**Short task:**
Extract every line of the rows below that contains the string "green", copying each line in full. Matching is case-sensitive.
※
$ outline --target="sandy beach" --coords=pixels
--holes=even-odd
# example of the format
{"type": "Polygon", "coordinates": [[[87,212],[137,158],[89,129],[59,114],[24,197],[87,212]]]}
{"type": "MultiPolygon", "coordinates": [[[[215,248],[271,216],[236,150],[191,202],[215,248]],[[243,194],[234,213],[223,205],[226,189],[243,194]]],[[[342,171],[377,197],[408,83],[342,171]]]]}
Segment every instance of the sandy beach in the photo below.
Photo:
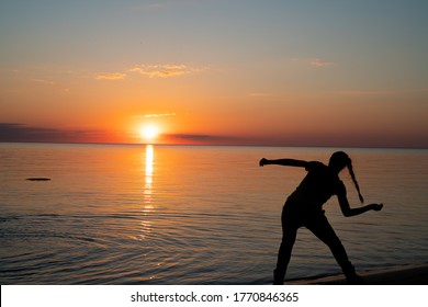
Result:
{"type": "MultiPolygon", "coordinates": [[[[428,285],[428,263],[359,272],[365,285],[428,285]]],[[[291,285],[346,285],[345,276],[331,275],[285,281],[291,285]]]]}

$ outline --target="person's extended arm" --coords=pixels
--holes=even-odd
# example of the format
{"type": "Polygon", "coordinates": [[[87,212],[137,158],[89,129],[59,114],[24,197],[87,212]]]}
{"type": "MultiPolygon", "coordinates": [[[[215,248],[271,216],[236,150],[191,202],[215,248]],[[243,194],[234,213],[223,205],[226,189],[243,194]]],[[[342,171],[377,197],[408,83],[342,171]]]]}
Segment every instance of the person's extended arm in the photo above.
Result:
{"type": "Polygon", "coordinates": [[[264,167],[268,164],[277,164],[277,166],[284,166],[284,167],[300,167],[300,168],[306,168],[307,161],[303,160],[294,160],[294,159],[277,159],[277,160],[268,160],[268,159],[261,159],[259,162],[260,167],[264,167]]]}
{"type": "Polygon", "coordinates": [[[338,200],[339,200],[339,205],[340,205],[341,212],[346,217],[360,215],[360,214],[363,214],[368,211],[381,211],[383,207],[383,204],[370,204],[370,205],[367,205],[363,207],[351,208],[349,206],[349,202],[348,202],[346,192],[340,193],[338,195],[338,200]]]}

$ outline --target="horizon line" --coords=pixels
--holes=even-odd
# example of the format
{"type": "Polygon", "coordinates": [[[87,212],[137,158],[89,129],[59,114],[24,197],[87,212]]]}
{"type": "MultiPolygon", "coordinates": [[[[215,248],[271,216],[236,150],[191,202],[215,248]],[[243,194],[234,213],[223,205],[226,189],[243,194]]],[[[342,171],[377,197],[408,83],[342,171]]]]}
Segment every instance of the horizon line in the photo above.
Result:
{"type": "Polygon", "coordinates": [[[156,143],[109,143],[109,141],[13,141],[0,140],[0,144],[45,144],[45,145],[97,145],[97,146],[192,146],[192,147],[283,147],[283,148],[350,148],[350,149],[409,149],[428,150],[428,147],[408,147],[408,146],[338,146],[338,145],[260,145],[260,144],[156,144],[156,143]]]}

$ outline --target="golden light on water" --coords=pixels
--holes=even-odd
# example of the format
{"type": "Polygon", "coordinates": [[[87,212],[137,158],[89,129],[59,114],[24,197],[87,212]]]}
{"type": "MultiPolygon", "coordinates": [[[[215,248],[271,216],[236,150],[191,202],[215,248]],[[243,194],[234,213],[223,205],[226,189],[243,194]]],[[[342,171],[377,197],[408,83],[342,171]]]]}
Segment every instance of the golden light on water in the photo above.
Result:
{"type": "Polygon", "coordinates": [[[146,202],[151,198],[151,189],[153,189],[153,170],[154,170],[154,160],[155,160],[155,150],[153,145],[146,146],[146,172],[145,172],[145,185],[144,194],[146,196],[146,202]]]}
{"type": "Polygon", "coordinates": [[[140,128],[139,134],[144,141],[151,143],[159,136],[159,127],[154,124],[146,124],[140,128]]]}

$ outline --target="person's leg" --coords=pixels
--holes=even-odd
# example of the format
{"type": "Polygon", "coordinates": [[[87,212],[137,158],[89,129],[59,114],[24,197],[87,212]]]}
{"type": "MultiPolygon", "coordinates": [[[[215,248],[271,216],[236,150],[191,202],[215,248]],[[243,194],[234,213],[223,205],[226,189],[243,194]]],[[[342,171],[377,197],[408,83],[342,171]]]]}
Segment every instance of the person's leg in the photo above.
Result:
{"type": "Polygon", "coordinates": [[[282,285],[284,283],[286,268],[289,266],[291,251],[295,242],[297,235],[297,225],[286,214],[285,211],[282,213],[282,241],[280,250],[278,252],[277,269],[273,271],[273,284],[282,285]]]}
{"type": "Polygon", "coordinates": [[[337,263],[340,265],[348,283],[361,283],[362,278],[357,275],[356,269],[348,259],[348,254],[337,237],[326,216],[319,215],[311,218],[305,225],[319,240],[329,247],[337,263]]]}

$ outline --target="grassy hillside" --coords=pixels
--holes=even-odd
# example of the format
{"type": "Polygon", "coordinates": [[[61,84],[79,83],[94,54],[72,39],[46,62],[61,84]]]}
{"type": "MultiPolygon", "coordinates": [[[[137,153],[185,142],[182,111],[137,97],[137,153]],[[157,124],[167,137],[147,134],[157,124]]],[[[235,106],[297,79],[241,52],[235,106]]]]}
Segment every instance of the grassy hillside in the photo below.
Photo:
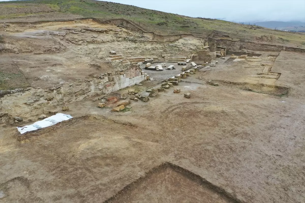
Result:
{"type": "MultiPolygon", "coordinates": [[[[191,18],[110,2],[94,0],[27,0],[1,2],[0,6],[3,8],[9,5],[11,7],[29,4],[45,5],[54,11],[58,11],[63,14],[67,12],[84,17],[123,17],[139,23],[146,30],[159,33],[190,33],[230,39],[243,38],[251,41],[286,44],[303,47],[305,45],[305,35],[302,34],[275,30],[220,20],[191,18]]],[[[32,15],[33,13],[8,14],[1,12],[0,14],[3,18],[32,15]]]]}

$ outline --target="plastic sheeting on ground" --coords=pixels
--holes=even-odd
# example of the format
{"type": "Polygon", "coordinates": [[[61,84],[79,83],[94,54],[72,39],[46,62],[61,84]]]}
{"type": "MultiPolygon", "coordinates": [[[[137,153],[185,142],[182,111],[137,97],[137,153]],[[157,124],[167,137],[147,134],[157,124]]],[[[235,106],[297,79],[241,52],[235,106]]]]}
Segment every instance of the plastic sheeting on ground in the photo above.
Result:
{"type": "Polygon", "coordinates": [[[69,115],[59,113],[56,115],[45,118],[41,121],[35,122],[31,125],[25,125],[23,127],[17,127],[18,131],[21,134],[29,131],[32,131],[38,129],[55,125],[64,121],[66,121],[73,117],[69,115]]]}

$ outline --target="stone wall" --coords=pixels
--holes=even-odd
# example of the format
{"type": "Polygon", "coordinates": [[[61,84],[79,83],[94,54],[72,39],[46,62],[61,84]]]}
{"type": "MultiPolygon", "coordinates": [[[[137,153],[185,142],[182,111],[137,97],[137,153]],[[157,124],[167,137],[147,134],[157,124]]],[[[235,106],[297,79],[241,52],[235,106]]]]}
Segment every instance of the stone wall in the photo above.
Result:
{"type": "Polygon", "coordinates": [[[46,109],[63,106],[93,96],[105,95],[132,86],[145,80],[146,75],[137,65],[115,72],[102,73],[86,80],[64,84],[48,89],[29,88],[6,91],[0,98],[0,121],[5,122],[14,116],[25,121],[35,121],[46,109]]]}

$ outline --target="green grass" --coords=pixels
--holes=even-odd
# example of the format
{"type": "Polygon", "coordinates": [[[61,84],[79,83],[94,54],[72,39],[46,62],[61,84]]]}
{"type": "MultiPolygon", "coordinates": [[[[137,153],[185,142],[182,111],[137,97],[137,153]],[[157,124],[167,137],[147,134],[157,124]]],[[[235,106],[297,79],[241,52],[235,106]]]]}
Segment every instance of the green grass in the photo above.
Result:
{"type": "Polygon", "coordinates": [[[0,72],[0,90],[14,89],[30,86],[21,73],[17,74],[0,72]],[[6,79],[9,78],[9,79],[6,79]]]}
{"type": "MultiPolygon", "coordinates": [[[[94,0],[27,0],[2,2],[0,5],[14,3],[18,6],[25,3],[44,4],[56,7],[62,12],[79,15],[84,17],[119,18],[129,19],[149,31],[164,34],[191,33],[203,36],[215,32],[226,33],[231,39],[244,38],[252,41],[260,40],[262,35],[274,36],[274,42],[279,44],[301,44],[305,35],[292,33],[247,25],[242,25],[220,20],[194,18],[150,10],[119,3],[94,0]],[[185,26],[188,26],[189,27],[185,26]],[[194,28],[194,27],[196,27],[194,28]],[[279,37],[282,38],[280,39],[279,37]]],[[[4,15],[5,16],[5,15],[4,15]]],[[[1,17],[9,17],[5,16],[1,17]]]]}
※
**Answer to the problem:**
$ outline --target="green grass" --coords=pixels
Segment every instance of the green grass in the photo above.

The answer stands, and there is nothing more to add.